[START RAW RECORDS]

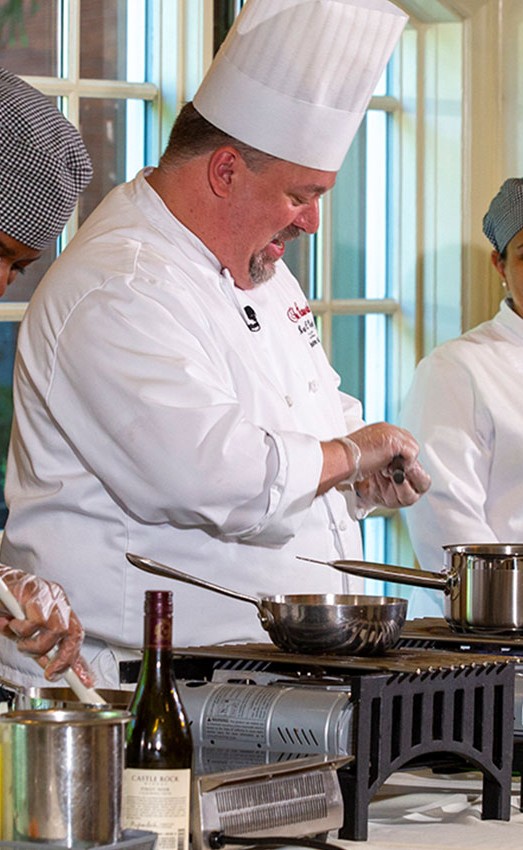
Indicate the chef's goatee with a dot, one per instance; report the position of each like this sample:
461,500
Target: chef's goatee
293,78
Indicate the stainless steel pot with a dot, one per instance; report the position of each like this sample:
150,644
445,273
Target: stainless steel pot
483,584
61,776
312,623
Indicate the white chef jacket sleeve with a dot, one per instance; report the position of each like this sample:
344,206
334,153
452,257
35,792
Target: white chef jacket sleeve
443,410
352,412
159,423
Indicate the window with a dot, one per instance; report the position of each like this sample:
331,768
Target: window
93,59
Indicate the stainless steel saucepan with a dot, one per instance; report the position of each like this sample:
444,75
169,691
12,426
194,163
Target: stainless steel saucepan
312,623
483,584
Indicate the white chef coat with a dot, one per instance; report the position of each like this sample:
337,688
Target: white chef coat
150,419
465,407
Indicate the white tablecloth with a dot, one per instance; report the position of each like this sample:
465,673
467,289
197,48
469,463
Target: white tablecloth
423,812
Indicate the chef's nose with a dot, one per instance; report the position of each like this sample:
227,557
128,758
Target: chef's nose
6,276
308,219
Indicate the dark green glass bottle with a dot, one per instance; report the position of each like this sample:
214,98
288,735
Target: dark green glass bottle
158,752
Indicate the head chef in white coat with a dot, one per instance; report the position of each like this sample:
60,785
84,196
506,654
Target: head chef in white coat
190,413
43,168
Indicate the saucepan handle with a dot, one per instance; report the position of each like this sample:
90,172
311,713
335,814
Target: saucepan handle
389,572
150,566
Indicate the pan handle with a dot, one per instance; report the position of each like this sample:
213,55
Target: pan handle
388,572
150,566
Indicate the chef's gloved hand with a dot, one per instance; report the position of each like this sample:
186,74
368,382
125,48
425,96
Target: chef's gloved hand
374,449
50,624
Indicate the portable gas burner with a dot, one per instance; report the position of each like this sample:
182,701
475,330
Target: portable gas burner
408,708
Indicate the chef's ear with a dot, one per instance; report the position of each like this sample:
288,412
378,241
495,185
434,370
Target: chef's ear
499,263
223,166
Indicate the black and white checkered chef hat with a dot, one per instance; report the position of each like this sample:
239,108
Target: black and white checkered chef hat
43,164
504,217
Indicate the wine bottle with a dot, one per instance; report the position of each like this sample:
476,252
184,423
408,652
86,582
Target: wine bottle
158,751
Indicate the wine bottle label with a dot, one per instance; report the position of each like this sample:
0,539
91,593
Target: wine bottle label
158,801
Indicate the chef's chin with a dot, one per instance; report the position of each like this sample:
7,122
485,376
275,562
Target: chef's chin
261,268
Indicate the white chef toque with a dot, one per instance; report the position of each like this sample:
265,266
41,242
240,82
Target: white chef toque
293,78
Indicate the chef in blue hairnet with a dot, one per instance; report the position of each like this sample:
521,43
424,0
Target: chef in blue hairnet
465,407
43,168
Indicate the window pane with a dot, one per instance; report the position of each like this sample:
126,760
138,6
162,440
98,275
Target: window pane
359,215
348,222
358,355
113,131
25,284
299,256
29,37
376,205
8,335
113,40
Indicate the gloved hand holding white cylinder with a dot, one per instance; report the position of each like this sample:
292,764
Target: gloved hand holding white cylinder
49,624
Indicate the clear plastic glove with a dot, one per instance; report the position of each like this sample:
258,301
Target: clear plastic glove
50,624
378,446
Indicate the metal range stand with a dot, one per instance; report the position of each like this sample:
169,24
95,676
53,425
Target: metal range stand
411,709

[END RAW RECORDS]

REQUIRED WORK =>
Copy out all the entries above with every "one per instance" replaced by "one for each instance" and everything else unchanged. Leave out the pictures.

FINISHED EXERCISE =>
Indicate the chef's goatee with a dot, one for each instance; report the position of each like this sample:
461,500
Target: chef's goatee
293,78
Indicate the stainless steel pot with a dot, one for each instance; report the position of each like this sample:
150,644
445,273
Target: stainless steel pot
483,584
61,776
312,623
Indicate the white chef jacket sleeve with a dot, one for each instance; report the position of each like this sample:
344,206
334,153
452,257
35,792
Target: white chef jacket sleeve
443,410
352,412
159,423
Indicate the window with a dot, one for each instance; report the position of each like this sample:
331,768
Target: window
93,59
Indicate the stainless steel saucepan with a dot, one for each instance; report the position of each like this sample:
444,75
169,691
12,426
194,163
Target: stainless steel saucepan
312,623
483,584
Indicate the white chef coat with a dot, one for each instance; report the position of each like this sample:
337,688
Target: white chef coat
150,419
465,407
Indicate the white tablecloth with a dot, one for each instance; report the position of each like this sample:
465,673
467,289
197,48
469,463
Target: white tablecloth
423,812
Indicate the chef's nose with a dot, one for each instance; report the position of each like this sample:
227,557
128,758
Target: chef's nose
6,276
308,219
Indicate the dark green glass bottle with a dot, one for each instance; report the position of each like this sample:
214,98
288,735
Target: dark green glass bottle
158,752
Indicate the head chef in white coat with a dot, one for each instance; report the position of each like this sample:
60,785
84,196
506,654
Target: head chef in white coat
190,413
43,168
Indicate the saucepan handle with a dot, one for each instance; report the position of each like this sample:
90,172
311,713
335,814
Target: saucepan handle
389,572
150,566
Indicate the pan handle with a dot, one for each instance; report the position of each like this sample:
213,55
Target: pan handle
388,572
150,566
Indicate the chef's gloved hand with a dot, one for each instance; report the position of each like this sample:
186,74
368,382
125,48
425,96
Target: chef's gloved hand
374,449
50,624
Indicate the portable gas burner with a dot, one for each instance; report the position of each like this sample:
182,701
475,330
Target: portable gas burner
408,708
Indicate the chef's ear with a dot, one for each instance; report the position of each like this sample:
288,412
378,241
495,185
434,370
Target: chef's ear
499,263
223,166
Indicate the black and white checkered chef hat with a dot, one for each instance; report the position of each like this sample:
239,108
Target: black and white checkered chef hat
43,164
504,217
Indicate the wine bottle with a dot, one for each instance; report the position of each like this sample:
476,252
184,423
408,652
86,582
Target: wine bottle
158,751
Indicate the wine bottle label with a dot, one for each instance; report the position of each like this sample:
0,539
91,593
Target: wine bottle label
158,801
Indicate the chef's chin with a dot, one for each instance; report the position of each like this sample:
7,122
485,376
275,562
Target: chef's chin
261,268
Indicate the white chef toque with a dot, one for each instance; report the position of each like this sample:
265,266
41,242
240,82
Target: white chef toque
293,78
Indicate the chef in blue hairnet with a dot, one for each instance; report the position of each like this sample:
521,43
424,0
Target: chef in blue hairnet
465,407
43,168
Indicate the window pane with a dot, one for each instance; report the position of each like this sample:
126,760
138,6
162,440
98,275
Target: window pane
359,215
348,222
358,355
113,131
25,284
299,256
29,37
376,205
8,335
113,40
Indicate the gloved hand holding white cylinder with a dot, one for each instance; report the position of each like this sample:
292,764
Target: gloved hand holding white cylinder
49,624
Indicate the clear plastic glove with a dot, one for each instance; report the position of each like this sample:
258,301
Target: clear plastic glove
50,624
378,446
Indicate the metal range stand with a dot, one for each instance; report the position of each like this sample:
169,24
95,676
53,425
Target: metal range stand
411,709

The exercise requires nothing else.